- **OBJECTIVE**
Turn the lines of the entries into a numbered list, starting at the line that contains "Annotate the sneaker" and ending at the line that contains "<point>436,351</point>", with both of those lines included. Leave out any blank lines.

- **Excerpts from a point labeling dataset**
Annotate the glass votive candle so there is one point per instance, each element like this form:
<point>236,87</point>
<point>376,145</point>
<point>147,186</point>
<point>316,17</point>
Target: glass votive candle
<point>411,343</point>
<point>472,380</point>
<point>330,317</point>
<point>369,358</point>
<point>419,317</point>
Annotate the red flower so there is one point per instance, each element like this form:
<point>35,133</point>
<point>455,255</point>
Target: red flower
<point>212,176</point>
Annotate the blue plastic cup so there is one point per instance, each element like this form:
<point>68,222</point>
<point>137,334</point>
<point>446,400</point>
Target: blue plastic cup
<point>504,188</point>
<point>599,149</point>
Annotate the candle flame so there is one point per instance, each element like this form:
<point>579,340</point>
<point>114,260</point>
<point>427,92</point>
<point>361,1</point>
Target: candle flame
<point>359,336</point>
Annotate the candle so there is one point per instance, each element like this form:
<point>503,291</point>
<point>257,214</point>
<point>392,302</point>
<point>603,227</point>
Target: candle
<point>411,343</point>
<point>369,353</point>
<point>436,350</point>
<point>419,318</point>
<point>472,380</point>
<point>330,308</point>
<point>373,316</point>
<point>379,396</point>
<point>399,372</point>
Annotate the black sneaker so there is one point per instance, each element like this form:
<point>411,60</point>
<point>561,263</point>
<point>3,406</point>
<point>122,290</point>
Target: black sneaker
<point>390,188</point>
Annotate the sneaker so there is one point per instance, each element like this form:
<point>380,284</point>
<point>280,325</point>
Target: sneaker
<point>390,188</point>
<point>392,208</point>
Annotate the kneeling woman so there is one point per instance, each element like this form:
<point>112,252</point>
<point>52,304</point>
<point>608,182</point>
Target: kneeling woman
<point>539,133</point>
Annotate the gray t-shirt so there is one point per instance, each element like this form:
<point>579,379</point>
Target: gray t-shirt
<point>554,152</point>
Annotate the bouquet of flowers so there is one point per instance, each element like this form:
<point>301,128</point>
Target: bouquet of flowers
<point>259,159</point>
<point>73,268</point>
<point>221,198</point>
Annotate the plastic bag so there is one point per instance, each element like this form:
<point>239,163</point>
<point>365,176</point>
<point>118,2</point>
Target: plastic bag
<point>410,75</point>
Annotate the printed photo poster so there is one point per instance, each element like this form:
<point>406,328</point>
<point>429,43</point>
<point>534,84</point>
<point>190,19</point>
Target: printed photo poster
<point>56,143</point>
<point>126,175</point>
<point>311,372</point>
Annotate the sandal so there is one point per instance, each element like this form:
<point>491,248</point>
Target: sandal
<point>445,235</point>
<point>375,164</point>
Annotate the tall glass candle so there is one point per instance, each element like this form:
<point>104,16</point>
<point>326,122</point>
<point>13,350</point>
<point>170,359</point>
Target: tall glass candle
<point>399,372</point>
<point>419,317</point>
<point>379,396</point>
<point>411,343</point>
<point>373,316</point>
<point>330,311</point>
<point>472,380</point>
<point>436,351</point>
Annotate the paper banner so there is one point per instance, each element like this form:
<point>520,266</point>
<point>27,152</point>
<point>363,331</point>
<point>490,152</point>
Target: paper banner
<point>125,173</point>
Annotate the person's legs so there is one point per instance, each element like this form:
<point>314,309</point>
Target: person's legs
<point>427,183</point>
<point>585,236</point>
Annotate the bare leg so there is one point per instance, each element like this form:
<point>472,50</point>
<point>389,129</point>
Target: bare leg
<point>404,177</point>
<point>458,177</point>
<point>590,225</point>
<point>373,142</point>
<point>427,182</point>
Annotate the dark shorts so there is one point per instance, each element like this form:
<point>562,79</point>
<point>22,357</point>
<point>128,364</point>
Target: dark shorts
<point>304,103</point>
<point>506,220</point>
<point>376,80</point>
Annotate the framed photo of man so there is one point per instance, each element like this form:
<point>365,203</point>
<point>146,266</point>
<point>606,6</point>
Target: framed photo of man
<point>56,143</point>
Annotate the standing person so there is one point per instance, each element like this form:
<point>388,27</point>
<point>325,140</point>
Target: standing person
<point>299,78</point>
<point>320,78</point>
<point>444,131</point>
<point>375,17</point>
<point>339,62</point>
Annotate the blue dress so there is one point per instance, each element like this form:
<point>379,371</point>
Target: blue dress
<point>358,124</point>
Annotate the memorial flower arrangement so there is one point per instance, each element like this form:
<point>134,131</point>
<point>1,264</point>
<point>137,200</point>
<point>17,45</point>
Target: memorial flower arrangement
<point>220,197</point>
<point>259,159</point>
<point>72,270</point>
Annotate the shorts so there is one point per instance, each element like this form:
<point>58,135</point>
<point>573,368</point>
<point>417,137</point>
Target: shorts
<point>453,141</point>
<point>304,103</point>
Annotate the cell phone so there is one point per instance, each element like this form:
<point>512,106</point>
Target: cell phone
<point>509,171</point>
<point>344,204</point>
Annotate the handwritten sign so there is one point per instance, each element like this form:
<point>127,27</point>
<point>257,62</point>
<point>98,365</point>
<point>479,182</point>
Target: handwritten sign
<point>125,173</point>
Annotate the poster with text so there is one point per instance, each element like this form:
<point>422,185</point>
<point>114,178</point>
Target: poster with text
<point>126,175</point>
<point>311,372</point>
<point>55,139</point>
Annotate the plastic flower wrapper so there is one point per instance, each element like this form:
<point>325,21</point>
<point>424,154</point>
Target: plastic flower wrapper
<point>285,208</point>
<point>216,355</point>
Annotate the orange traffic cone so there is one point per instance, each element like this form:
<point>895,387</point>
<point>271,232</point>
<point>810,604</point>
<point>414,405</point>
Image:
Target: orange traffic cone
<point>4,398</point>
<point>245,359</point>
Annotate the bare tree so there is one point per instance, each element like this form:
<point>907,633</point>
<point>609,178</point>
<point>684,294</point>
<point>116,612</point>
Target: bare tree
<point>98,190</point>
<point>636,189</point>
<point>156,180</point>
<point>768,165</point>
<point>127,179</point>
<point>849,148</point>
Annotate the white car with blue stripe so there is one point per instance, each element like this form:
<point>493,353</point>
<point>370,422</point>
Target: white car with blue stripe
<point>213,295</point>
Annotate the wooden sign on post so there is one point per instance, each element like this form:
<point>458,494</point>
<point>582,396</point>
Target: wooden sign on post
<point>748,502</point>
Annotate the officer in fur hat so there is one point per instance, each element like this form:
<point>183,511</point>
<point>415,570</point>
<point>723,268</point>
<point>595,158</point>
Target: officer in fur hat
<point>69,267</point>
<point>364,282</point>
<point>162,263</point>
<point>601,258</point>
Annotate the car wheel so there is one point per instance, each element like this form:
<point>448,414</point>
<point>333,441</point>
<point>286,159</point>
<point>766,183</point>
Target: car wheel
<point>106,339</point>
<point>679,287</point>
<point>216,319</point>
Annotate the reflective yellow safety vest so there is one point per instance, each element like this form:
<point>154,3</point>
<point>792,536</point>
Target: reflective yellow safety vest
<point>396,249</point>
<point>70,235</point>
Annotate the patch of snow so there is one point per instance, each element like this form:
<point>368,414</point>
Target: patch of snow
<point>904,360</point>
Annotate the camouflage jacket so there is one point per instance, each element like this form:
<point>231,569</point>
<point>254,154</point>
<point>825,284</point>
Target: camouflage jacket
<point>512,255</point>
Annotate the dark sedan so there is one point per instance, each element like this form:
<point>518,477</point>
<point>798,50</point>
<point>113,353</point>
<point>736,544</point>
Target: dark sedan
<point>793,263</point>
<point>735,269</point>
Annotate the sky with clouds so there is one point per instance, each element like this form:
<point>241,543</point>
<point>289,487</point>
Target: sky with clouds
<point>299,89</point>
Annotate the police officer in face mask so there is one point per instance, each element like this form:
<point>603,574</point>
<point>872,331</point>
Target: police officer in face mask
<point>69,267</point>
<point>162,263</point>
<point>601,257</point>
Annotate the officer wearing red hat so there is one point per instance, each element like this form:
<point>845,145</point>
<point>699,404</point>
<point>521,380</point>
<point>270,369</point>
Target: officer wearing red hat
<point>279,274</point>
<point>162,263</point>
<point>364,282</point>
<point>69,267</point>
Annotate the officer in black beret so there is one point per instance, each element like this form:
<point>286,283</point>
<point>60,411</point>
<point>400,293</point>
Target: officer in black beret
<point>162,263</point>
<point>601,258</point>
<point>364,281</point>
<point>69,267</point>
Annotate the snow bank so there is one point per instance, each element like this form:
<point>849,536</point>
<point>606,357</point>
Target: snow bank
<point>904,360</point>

- **SOLVED EXERCISE**
1. Annotate the sneaker so there is one point per instance, each element like this form:
2. <point>380,284</point>
3. <point>280,325</point>
4. Target: sneaker
5. <point>390,188</point>
6. <point>392,208</point>
7. Annotate the kneeling woman so there is one point per instance, each element like this form:
8. <point>112,252</point>
9. <point>52,304</point>
10. <point>608,182</point>
11. Target: kneeling woman
12. <point>539,133</point>
13. Annotate the gray t-shirt so there is one point per instance, each element like this form:
14. <point>579,379</point>
15. Target: gray t-shirt
16. <point>554,152</point>
17. Annotate the bouquet of flowers so there is one point per instance, each element like this form:
18. <point>301,128</point>
19. Target: bouquet of flowers
20. <point>259,159</point>
21. <point>73,268</point>
22. <point>221,198</point>
23. Annotate the plastic bag so there is one point per instance, each element like this form:
24. <point>239,163</point>
25. <point>365,176</point>
26. <point>118,2</point>
27. Target: plastic bag
28. <point>410,75</point>
29. Annotate the printed photo poster so there is one point per instance, each element like this form:
30. <point>406,328</point>
31. <point>429,43</point>
32. <point>534,84</point>
33. <point>190,19</point>
34. Target: printed photo poster
35. <point>56,143</point>
36. <point>126,175</point>
37. <point>311,372</point>
38. Annotate the sandal so there is one point per instance, each element like this form:
39. <point>491,248</point>
40. Target: sandal
41. <point>445,235</point>
42. <point>375,164</point>
43. Annotate the tall glass candle so there is one point per instance, each element like this form:
44. <point>104,16</point>
45. <point>326,122</point>
46. <point>13,350</point>
47. <point>170,359</point>
48. Target: tall glass candle
49. <point>399,372</point>
50. <point>419,317</point>
51. <point>379,396</point>
52. <point>411,343</point>
53. <point>373,316</point>
54. <point>330,311</point>
55. <point>472,380</point>
56. <point>436,351</point>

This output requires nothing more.